══ Reading passage

I am having a hard time finding some reference concerning best practices in topic modeling. I have a corpus comprising 200 medium length documents (2000 words each), is it enough to perform a topic model analysis with Latent Dirichlet Allocation?
That's a good question. I have seen various reports on this but I don't think there is a magic number. I think the general rule of thumb is the more the better (my background is LSA, not LDA). The documents themselves sound like they have a decent size and you may also want to consider, perhaps, segmenting those into smaller documents. Would be an interesting experiment; I have seen research that has taken approaches like and come up with interesting results.
I am currently conducting certain evaluations on different extensions of LDA (the knowledge based in particular). I have two types of data with one having documents in hundreds and the other in thousands.
The one with thousands of documents are producing more reliable values as per human evaluations. In case of comparing different models (through topic coherence) it tell them apart to a good degree, where they tends to converge when the documents are in hundreds.
It doesn't take long either with base-line LDA. Yes with knowledge-based, performance is a concern.

════
══ Data supplied

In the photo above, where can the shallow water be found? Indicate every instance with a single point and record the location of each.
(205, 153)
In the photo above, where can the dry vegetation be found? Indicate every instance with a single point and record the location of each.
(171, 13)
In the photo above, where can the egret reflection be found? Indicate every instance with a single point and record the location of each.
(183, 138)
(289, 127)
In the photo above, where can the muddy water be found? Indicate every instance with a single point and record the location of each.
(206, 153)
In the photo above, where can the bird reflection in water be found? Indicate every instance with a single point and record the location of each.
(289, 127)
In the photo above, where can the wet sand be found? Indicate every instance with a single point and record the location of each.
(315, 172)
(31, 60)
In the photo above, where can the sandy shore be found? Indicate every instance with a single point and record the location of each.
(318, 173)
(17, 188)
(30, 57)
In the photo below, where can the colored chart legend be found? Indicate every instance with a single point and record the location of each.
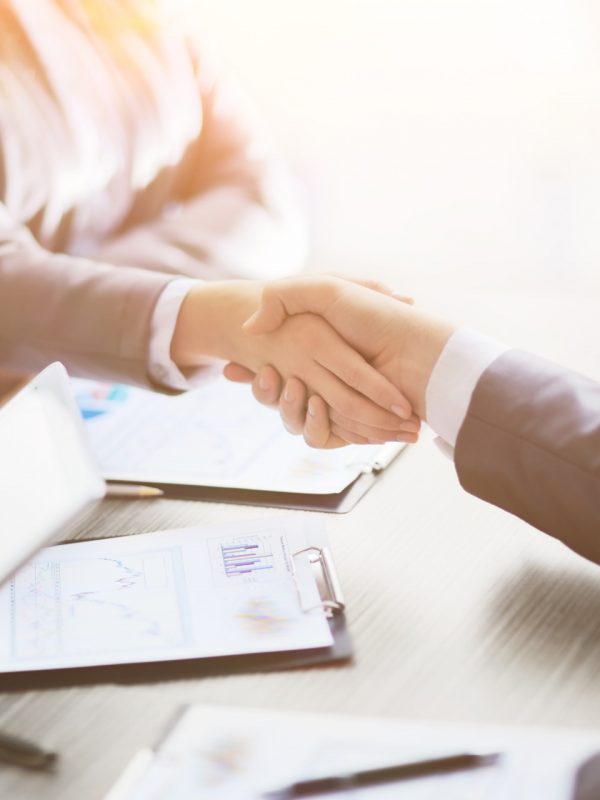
(247, 556)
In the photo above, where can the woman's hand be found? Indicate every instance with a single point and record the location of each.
(310, 416)
(211, 323)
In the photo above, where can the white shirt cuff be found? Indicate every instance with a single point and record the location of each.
(463, 361)
(161, 367)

════

**Jobs**
A) Update the stretch of the topic modeling thread from "That's a good" through "with interesting results.", replacing "magic number" with "fixed threshold".
B) Please go on with the topic modeling thread from where it stops.

**Per-task answers**
A)
That's a good question. I have seen various reports on this but I don't think there is a fixed threshold. I think the general rule of thumb is the more the better (my background is LSA, not LDA). The documents themselves sound like they have a decent size and you may also want to consider, perhaps, segmenting those into smaller documents. Would be an interesting experiment; I have seen research that has taken approaches like and come up with interesting results.

B)
Number of documents required for training - is also related to the number of topics your LDA is going to learn. Intuitively if you have 200 topics and only 1 or 2 samples representing those topic it would be hard for LDA to learn the distribution across topics. If you will look at research building the simulation data to test their bayesian models, they clearly reveal that number of documents per topic is important.
I am also working with the LDA model with 3400 quotations, considered a quotation as a document. I feel like it is very difficult to differentiate topics with a small corpus and small size of document. I am looking forward to a better solution.
I read this literature because I was also curious about understanding the best K-topic number to use on LDA model. I have not applied their method though, but, it's close to what I've been trying.
Article A heuristic approach to determine an appropriate number of t...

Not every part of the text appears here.